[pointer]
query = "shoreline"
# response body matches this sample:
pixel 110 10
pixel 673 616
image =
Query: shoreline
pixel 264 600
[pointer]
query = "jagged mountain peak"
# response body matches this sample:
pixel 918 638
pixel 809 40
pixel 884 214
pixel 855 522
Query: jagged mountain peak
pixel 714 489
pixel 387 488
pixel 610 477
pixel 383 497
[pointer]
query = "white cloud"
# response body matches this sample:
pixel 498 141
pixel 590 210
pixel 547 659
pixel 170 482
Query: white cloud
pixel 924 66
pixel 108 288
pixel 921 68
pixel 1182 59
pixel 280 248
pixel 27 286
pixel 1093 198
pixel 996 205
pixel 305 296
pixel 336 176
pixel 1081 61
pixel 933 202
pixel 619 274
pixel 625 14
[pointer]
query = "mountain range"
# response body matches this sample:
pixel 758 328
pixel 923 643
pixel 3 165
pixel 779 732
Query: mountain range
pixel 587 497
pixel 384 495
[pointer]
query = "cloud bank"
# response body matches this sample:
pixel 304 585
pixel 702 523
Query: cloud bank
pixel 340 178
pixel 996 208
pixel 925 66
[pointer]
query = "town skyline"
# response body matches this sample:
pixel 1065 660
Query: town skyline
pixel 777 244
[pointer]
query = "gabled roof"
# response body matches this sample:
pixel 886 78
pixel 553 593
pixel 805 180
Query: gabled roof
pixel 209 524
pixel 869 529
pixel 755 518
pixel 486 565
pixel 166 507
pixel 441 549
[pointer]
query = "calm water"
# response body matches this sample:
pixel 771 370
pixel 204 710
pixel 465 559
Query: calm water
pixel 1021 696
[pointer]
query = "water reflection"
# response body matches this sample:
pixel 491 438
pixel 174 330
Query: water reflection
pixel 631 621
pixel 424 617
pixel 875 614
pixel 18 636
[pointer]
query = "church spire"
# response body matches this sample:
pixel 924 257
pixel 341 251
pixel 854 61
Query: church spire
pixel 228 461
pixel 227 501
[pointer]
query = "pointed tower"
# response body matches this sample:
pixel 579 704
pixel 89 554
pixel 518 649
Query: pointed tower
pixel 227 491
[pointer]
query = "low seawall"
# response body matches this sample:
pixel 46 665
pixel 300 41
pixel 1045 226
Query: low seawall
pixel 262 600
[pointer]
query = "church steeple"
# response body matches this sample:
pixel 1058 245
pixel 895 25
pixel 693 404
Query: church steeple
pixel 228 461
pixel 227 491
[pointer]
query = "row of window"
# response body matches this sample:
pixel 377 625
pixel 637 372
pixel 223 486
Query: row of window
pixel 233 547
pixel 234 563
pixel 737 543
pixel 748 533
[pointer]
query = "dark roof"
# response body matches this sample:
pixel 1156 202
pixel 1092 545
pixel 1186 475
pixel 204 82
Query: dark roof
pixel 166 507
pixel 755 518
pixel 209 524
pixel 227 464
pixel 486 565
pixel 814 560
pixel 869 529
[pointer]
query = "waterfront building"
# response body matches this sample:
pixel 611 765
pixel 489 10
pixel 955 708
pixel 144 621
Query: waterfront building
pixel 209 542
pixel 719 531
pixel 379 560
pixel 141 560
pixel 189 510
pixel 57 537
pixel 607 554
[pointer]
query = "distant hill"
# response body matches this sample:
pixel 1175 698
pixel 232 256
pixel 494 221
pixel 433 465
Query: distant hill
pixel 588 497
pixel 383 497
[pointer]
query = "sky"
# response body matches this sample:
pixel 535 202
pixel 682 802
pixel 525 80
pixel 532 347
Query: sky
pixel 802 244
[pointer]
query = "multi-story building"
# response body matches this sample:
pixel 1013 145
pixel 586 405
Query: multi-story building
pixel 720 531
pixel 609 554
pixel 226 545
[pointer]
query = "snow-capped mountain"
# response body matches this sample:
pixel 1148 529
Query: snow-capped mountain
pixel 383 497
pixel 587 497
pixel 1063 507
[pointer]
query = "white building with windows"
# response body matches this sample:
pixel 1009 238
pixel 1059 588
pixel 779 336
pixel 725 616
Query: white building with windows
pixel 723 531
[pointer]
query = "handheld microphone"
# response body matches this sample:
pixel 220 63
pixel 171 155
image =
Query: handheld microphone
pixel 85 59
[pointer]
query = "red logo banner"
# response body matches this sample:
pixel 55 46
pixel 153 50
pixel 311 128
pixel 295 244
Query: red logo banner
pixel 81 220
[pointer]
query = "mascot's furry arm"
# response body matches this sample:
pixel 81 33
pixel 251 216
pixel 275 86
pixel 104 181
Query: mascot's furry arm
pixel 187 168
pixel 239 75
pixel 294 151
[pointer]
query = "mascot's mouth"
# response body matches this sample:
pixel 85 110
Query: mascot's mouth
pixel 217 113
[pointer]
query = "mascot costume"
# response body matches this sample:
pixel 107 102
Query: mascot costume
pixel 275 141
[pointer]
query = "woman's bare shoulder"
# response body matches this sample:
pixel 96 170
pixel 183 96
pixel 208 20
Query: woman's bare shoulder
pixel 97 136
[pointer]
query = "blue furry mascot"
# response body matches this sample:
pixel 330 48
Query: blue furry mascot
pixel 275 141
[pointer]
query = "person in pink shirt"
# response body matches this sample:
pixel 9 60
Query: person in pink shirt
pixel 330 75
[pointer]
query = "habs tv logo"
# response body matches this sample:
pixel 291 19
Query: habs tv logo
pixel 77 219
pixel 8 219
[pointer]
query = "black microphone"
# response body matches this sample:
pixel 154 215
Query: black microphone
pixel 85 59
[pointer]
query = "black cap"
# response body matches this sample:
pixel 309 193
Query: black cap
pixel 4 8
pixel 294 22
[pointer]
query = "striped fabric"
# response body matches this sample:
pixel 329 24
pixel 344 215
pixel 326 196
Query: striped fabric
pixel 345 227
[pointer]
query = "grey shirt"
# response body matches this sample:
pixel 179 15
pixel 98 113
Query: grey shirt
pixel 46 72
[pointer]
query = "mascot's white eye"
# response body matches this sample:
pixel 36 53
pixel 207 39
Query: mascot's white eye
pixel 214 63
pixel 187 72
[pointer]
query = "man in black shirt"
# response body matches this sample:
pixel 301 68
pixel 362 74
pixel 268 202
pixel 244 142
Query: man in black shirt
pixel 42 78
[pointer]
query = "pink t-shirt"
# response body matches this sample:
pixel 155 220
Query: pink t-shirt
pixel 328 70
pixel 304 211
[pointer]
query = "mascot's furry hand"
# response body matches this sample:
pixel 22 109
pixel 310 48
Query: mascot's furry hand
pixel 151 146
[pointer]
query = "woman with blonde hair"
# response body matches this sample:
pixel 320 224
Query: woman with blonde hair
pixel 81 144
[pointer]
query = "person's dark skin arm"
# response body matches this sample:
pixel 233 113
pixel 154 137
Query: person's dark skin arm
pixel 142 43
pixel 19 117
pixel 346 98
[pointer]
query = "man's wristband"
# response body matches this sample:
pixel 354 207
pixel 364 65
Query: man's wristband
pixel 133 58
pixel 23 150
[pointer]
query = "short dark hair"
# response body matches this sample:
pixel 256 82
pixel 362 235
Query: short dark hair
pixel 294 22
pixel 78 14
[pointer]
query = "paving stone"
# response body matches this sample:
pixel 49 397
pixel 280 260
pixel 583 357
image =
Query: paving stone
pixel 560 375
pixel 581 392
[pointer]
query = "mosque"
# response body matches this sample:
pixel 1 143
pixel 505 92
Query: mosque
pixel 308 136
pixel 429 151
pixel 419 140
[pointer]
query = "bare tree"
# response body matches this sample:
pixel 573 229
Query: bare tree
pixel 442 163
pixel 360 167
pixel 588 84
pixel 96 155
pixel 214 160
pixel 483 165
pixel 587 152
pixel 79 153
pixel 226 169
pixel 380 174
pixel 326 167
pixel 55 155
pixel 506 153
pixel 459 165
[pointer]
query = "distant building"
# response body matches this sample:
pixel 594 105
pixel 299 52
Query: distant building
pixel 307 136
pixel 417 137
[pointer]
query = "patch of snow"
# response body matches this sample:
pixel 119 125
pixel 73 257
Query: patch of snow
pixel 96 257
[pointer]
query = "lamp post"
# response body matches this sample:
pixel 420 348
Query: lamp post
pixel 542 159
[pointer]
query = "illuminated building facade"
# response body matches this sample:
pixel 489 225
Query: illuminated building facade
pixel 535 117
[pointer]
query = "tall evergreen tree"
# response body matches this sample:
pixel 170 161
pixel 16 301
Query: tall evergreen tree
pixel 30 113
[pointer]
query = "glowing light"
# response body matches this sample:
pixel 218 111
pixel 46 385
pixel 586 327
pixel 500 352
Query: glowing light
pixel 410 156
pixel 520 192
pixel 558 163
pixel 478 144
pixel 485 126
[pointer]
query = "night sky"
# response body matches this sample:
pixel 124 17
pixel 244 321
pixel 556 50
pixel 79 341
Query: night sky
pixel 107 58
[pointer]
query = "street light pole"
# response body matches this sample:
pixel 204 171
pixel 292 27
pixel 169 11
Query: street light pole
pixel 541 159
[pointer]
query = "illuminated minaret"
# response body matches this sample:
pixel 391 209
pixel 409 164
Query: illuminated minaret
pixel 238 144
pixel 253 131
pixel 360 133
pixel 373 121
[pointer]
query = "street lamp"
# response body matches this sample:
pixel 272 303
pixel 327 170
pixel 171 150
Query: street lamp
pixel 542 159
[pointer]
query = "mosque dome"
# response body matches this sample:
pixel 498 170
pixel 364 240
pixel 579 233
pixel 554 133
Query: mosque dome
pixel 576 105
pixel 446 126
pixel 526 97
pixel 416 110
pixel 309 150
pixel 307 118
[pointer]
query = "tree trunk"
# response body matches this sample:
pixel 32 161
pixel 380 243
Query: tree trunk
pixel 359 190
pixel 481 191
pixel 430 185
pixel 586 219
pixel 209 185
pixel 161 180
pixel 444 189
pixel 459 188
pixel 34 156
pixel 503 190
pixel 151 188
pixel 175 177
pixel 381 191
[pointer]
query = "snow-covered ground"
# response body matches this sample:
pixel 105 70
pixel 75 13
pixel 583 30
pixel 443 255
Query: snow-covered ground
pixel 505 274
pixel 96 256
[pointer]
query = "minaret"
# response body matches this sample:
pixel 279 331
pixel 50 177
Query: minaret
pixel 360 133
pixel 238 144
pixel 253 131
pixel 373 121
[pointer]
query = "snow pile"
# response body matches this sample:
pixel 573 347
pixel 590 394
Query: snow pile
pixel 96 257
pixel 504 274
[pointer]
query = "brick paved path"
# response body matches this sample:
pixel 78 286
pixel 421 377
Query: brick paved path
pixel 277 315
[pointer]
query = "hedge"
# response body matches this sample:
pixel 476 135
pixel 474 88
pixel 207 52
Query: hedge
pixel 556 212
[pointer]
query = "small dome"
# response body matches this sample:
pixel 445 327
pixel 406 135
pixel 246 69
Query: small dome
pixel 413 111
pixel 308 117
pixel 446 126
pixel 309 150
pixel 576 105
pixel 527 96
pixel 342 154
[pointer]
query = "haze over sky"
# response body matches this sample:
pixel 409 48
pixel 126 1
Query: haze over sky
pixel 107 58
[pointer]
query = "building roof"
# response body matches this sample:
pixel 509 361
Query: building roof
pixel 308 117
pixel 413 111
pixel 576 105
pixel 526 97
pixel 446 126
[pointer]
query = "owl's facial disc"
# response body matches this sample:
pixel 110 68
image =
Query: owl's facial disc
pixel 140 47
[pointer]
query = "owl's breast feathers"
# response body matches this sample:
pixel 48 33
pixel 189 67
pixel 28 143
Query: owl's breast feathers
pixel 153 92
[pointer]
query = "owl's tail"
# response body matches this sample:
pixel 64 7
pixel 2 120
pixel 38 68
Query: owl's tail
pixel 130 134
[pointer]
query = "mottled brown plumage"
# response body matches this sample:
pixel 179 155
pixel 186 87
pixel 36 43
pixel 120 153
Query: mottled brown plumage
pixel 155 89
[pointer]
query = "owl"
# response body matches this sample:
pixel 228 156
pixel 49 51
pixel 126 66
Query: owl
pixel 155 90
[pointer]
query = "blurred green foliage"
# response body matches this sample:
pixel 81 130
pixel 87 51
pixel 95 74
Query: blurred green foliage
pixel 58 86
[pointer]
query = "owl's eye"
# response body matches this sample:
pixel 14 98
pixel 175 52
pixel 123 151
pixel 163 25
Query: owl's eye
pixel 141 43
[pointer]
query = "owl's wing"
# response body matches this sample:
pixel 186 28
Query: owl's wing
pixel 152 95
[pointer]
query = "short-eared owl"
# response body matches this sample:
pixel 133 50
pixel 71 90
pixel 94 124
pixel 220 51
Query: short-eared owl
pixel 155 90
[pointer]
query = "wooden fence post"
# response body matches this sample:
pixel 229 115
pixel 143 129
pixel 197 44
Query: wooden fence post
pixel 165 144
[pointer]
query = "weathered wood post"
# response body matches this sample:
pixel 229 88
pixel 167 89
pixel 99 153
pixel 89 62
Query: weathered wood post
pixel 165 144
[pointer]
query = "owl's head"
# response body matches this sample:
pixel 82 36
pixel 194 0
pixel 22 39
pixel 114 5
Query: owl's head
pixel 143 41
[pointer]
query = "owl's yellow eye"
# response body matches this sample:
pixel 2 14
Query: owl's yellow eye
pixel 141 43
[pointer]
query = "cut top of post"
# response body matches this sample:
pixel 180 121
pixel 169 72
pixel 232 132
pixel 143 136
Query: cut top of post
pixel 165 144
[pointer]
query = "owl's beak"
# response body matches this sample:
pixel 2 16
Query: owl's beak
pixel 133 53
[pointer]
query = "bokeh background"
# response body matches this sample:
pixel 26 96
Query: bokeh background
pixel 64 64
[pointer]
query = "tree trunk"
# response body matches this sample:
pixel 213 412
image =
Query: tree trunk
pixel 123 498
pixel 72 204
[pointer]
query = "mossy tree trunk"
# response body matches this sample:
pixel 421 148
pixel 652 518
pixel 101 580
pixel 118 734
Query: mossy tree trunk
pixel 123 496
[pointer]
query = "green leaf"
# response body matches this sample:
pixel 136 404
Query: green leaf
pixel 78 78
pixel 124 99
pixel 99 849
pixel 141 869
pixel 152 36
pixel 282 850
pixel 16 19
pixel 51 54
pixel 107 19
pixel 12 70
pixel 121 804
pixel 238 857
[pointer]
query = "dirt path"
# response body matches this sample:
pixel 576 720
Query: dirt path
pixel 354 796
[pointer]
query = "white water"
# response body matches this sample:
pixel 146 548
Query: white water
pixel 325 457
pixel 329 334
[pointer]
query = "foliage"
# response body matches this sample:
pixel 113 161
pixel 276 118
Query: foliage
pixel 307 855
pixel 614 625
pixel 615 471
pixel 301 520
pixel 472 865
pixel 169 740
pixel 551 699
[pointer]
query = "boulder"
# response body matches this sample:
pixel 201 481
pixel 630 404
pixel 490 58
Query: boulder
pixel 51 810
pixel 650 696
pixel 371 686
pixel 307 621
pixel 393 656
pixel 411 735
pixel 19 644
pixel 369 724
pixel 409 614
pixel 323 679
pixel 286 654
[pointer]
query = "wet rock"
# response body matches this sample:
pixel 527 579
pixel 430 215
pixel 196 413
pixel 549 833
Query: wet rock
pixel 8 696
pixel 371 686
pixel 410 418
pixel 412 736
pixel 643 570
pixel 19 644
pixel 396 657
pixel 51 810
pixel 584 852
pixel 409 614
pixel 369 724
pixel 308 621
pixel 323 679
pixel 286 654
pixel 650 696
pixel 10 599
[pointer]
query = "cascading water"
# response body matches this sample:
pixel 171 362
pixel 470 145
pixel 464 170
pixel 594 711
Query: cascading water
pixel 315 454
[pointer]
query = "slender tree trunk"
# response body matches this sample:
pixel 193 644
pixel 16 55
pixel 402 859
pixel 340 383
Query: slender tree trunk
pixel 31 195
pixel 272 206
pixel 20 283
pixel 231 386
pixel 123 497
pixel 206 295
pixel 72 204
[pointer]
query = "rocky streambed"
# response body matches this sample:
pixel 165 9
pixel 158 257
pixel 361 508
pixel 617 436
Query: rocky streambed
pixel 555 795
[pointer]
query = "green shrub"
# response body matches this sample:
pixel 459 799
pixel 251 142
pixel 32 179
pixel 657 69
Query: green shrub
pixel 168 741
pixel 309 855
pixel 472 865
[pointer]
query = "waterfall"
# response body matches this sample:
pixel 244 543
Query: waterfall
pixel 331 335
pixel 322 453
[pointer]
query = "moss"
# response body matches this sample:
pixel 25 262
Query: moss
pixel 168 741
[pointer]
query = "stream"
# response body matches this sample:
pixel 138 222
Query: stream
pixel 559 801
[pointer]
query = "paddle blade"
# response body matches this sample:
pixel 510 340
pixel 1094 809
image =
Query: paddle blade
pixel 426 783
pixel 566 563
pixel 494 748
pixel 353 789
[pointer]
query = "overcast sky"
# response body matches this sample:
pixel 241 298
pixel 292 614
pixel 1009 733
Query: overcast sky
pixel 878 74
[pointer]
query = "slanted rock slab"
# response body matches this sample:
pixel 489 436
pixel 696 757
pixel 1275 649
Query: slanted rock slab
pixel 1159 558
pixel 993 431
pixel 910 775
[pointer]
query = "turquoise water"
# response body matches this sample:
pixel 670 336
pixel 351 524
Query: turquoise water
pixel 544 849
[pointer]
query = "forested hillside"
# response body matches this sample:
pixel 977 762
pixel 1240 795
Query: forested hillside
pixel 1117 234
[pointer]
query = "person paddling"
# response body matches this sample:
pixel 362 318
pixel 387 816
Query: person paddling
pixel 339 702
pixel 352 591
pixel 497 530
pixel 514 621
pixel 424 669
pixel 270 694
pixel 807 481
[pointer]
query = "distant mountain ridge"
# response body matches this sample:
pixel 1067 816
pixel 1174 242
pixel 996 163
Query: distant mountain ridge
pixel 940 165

* **What is expected**
State only how many lines in the data above contain the string "fence".

* **Full response**
2